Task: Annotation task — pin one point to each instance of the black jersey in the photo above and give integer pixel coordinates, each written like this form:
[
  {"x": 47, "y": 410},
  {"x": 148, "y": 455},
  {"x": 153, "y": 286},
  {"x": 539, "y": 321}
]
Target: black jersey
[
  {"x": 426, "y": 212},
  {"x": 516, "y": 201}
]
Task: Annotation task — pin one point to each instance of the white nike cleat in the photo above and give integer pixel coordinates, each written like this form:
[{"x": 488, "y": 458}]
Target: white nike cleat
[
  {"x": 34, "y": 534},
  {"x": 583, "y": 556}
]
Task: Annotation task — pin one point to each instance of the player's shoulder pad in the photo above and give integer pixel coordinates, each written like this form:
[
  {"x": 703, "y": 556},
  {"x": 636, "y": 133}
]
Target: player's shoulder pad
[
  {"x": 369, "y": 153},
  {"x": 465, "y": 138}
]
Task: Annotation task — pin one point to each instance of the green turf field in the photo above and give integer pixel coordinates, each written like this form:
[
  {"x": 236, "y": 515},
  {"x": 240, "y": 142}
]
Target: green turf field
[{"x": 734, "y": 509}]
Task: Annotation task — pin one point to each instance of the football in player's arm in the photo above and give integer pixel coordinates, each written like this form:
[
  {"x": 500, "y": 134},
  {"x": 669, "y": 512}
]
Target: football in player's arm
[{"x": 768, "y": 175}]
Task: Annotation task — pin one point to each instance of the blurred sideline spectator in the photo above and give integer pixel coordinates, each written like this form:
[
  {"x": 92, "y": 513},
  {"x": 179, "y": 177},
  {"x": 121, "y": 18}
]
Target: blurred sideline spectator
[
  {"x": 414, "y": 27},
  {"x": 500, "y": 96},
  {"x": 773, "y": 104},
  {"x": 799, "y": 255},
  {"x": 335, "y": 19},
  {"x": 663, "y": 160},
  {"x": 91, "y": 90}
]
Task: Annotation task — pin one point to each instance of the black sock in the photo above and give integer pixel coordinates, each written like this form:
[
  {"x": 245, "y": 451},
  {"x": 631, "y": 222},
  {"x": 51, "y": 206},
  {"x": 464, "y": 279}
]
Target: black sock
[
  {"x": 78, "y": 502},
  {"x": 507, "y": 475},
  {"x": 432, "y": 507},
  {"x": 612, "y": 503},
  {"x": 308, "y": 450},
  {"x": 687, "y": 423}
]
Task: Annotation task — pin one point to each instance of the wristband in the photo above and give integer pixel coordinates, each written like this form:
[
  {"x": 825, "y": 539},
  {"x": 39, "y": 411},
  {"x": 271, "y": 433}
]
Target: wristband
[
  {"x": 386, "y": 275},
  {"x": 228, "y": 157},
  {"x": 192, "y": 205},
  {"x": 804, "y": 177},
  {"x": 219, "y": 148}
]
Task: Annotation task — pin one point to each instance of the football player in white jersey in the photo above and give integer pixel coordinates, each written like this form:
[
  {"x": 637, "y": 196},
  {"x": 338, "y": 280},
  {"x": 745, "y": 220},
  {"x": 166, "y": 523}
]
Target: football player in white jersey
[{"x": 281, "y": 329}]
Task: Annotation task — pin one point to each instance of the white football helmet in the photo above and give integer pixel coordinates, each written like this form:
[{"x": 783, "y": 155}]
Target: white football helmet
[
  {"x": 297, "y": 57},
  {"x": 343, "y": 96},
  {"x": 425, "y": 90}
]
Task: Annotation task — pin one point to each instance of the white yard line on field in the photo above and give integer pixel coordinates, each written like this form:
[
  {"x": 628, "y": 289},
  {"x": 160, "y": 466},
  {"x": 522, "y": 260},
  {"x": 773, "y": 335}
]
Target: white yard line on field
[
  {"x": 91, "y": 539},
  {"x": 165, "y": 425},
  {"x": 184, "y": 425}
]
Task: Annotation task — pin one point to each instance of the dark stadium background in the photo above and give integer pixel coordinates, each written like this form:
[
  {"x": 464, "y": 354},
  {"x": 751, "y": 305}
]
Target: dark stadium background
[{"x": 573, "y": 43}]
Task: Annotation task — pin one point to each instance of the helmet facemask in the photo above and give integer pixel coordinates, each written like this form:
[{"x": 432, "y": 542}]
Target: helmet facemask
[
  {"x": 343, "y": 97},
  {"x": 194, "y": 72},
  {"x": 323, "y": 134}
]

Work request:
An exact reproduction of the listing is needed.

Result of the exercise:
Task: Annotation task — pin one point to each instance of the black jersey in the photo above and give integer pixel coordinates, each written like this form:
[
  {"x": 47, "y": 410},
  {"x": 148, "y": 455},
  {"x": 153, "y": 286},
  {"x": 539, "y": 321}
]
Target: black jersey
[
  {"x": 426, "y": 212},
  {"x": 516, "y": 201}
]
Task: Annotation task — pin one point to each instance of the white nike cleat in the photo above and give integer pixel coordinates, each written like this form:
[{"x": 488, "y": 458}]
Target: white nike cleat
[
  {"x": 34, "y": 534},
  {"x": 583, "y": 556}
]
Task: Annotation task — pin one point to each instance of the player's shoulder pad in the photo above and give integer pixel coordinates, each written like this form:
[
  {"x": 703, "y": 556},
  {"x": 636, "y": 133}
]
Target: player's shoulder pad
[
  {"x": 369, "y": 153},
  {"x": 465, "y": 138}
]
Task: Annotation task — pin one point to each instance of the green turf field in the photo above and give integer pixel coordinates, each written like this form:
[
  {"x": 236, "y": 515},
  {"x": 240, "y": 142}
]
Target: green turf field
[{"x": 734, "y": 509}]
Task: Annotation task — pin one point to each instance of the football in player's arm in the photo above and give integer pixel coordinates, each written like this form:
[
  {"x": 500, "y": 134},
  {"x": 669, "y": 512}
]
Target: football in player's arm
[{"x": 768, "y": 175}]
Task: Annotation task — pin one point to each instance of the blurred sideline spectator in the photo above and give integer pixel coordinates, each written like this form:
[
  {"x": 92, "y": 513},
  {"x": 179, "y": 177},
  {"x": 121, "y": 18}
]
Target: blurred sideline spectator
[
  {"x": 414, "y": 27},
  {"x": 500, "y": 96},
  {"x": 773, "y": 104},
  {"x": 799, "y": 255},
  {"x": 335, "y": 19},
  {"x": 663, "y": 160},
  {"x": 91, "y": 90}
]
Task: Annotation task — pin one point to each instance of the black sock in the photo above and give integer pixel coordinates, each written like this form:
[
  {"x": 245, "y": 451},
  {"x": 631, "y": 222},
  {"x": 51, "y": 206},
  {"x": 464, "y": 279}
]
Target: black sock
[
  {"x": 78, "y": 502},
  {"x": 507, "y": 475},
  {"x": 432, "y": 507},
  {"x": 612, "y": 503},
  {"x": 308, "y": 450},
  {"x": 687, "y": 423}
]
Task: Annotation task — pin one point to each instance of the wristband in the photo above and give integer pixel coordinates, each written like this form:
[
  {"x": 825, "y": 539},
  {"x": 39, "y": 411},
  {"x": 271, "y": 433}
]
Target: wristband
[
  {"x": 386, "y": 275},
  {"x": 228, "y": 157},
  {"x": 192, "y": 205},
  {"x": 804, "y": 177},
  {"x": 219, "y": 148}
]
Task: Annotation task — pin one point to each instance of the football player in white jersey in the photo above and give integer pixel coordinates, each written like this form:
[
  {"x": 637, "y": 196},
  {"x": 338, "y": 280},
  {"x": 745, "y": 220},
  {"x": 166, "y": 523}
]
Target: football player in white jersey
[{"x": 281, "y": 329}]
Task: Annotation task — pin one point to each instance of the white football helmet in the photo above and give integer pixel coordinates, each written like this form:
[{"x": 783, "y": 155}]
Target: white football helmet
[
  {"x": 297, "y": 57},
  {"x": 343, "y": 96},
  {"x": 425, "y": 90}
]
Task: Annotation task — pin one point to each instance of the white yard line on field in the photo above and give integer pixel coordinates, each written like this form:
[
  {"x": 628, "y": 289},
  {"x": 160, "y": 466},
  {"x": 522, "y": 260},
  {"x": 773, "y": 335}
]
Target: white yard line on field
[
  {"x": 91, "y": 539},
  {"x": 165, "y": 425},
  {"x": 184, "y": 425}
]
Task: Annotation task — pin one point to each instance of the dark stadium background in the photo above and give integer pixel coordinates, each written like this form:
[
  {"x": 464, "y": 354},
  {"x": 751, "y": 305}
]
Target: dark stadium background
[{"x": 573, "y": 43}]
Task: Annotation task — pin one point to each instance of the helmet facemask in the photo above and give integer pixel coordinates, each written like this form:
[{"x": 432, "y": 542}]
Target: helmet facemask
[
  {"x": 343, "y": 97},
  {"x": 194, "y": 72},
  {"x": 323, "y": 134}
]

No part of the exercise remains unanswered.